▶ Provided passage:
>>>>

Measuring and testing – By abrasion – milling – rubbing – or scuffing
Reexamination Certificate
2000-09-25
2003-04-15
Larkin, Daniel S. (Department: 2856)
Measuring and testing
By abrasion, milling, rubbing, or scuffing
C073S010000
Reexamination Certificate
active
06546782
ABSTRACT:
FIELD OF THE INVENTION
This invention relates to an apparatus and method for testing lubricating properties of fluids and wear resistance of materials
BACKGROUND OF THE INVENTION
Fuel system components employed in some modern ground and aviation equipment rely on the fuel passing through them for lubrication of sliding contacts. Some of these components experience extreme temperature and pressure conditions in operating engines. One such component is the fuel injector used in diesel engines.
One way to examine the efficacy of fuel compositions as lubricants and the resistance of materials to the wear mechanisms experienced in fuel injectors would be to construct full scale working units and run them in test engines, examining them afterwards for wear. This approach is both costly and time consuming. It is of great utility in the transportation industry to predict the efficacy of fuel compositions in providing lubrication and the wear resistance of various materials of construction without having to construct and operate full scale equipment under conditions duplicating the operating conditions to which the equipment would be subject when in use.
To reduce time and cost, the properties of lubricating compositions are often tested using a testing jig. Typical equipment used for this purpose uses a mechanism to impart motion between two samples of material with the lubricant of interest interposed between the samples. The lubricating ability of the lubricant under study is determined either by studying the rate of wear of standard sample materials with different lubricants under the same conditions of load and motion, or to measure the amount of torque transmitted between a driving mechanism holding one sample and a driven mechanism holding the other sample when a given lubricant is interposed between the driving and driven samples. Both schemes have been employed to model components in operating equipment. The scheme utilizing the study of wear rates in sample materials has the added benefit that along with studying the lubricating ability of different lubricant compositions, the same equipment can be used to study the effect on wear of different combinations of materials or different surface finishes when they are examined with standard lubricating compositions.
Both schemes have been employed in bench top scale equipment and attempts have been made to correlate the results thus obtained with the results obtained from employing full scale equipment in an operating engine.
The wear rate in a component subjected to sliding contact is dependant upon many factors. Some of these factors are: materials of construction; surface finish; contact load; the relative rate of motion of the surfaces; and the nature of the lubricant and its film thickness. The environment in which a component is employed can also contribute to performance of a lubricant. Factors such as temperature and fluids present in addition to the lubricating composition employed must also be considered when constructing equipment that approximates conditions in operating engines. Numerous schemes for attempting to accomplish this end have appeared in the prior art.

<<<<

▶ Record list:
>>>>

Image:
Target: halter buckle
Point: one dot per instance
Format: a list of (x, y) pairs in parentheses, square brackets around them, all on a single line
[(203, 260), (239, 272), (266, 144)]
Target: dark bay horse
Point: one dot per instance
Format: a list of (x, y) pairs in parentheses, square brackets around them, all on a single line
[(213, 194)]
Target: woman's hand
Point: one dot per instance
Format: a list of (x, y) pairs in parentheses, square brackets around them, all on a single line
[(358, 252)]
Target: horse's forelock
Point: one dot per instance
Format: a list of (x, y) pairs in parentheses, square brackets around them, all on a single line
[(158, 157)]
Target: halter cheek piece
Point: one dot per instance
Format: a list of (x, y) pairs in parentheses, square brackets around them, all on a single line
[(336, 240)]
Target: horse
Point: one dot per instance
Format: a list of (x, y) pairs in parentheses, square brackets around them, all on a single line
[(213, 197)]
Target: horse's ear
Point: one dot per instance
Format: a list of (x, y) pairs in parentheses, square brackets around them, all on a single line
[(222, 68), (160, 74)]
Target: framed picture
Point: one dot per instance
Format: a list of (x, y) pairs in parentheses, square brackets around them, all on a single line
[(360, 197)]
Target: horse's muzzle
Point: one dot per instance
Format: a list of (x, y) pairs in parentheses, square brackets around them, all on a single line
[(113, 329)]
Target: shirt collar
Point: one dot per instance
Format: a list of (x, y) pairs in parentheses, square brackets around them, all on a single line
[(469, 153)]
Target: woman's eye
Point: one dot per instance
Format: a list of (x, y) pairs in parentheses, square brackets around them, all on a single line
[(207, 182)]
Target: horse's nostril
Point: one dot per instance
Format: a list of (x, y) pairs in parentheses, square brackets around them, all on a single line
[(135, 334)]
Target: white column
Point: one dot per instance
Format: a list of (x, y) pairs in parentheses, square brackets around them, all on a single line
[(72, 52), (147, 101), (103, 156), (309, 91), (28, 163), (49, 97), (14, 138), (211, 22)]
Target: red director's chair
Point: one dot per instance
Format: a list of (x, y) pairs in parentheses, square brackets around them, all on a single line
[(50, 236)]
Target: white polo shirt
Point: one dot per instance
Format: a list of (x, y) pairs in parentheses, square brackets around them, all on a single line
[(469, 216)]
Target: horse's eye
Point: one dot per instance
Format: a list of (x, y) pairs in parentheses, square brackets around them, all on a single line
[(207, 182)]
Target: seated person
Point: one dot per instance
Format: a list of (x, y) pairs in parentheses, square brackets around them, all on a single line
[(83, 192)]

<<<<

▶ Your tasks:
1) In the patent text, list the factors named after "Some of these factors are:" that the wear rate of a component in sliding contact depends on.
2) Reproduce the stretch of the patent text from "One way to examine" through "when in use.".
You won't need the lines to do this.

▶ Answers by task:
1)
- Materials of construction
- Surface finish
- Contact load
- The relative rate of motion of the surfaces
- The nature of the lubricant and its film thickness

2)
One way to examine the efficacy of fuel compositions as lubricants and the resistance of materials to the wear mechanisms experienced in fuel injectors would be to construct full scale working units and run them in test engines, examining them afterwards for wear. This approach is both costly and time consuming. It is of great utility in the transportation industry to predict the efficacy of fuel compositions in providing lubrication and the wear resistance of various materials of construction without having to construct and operate full scale equipment under conditions duplicating the operating conditions to which the equipment would be subject when in use.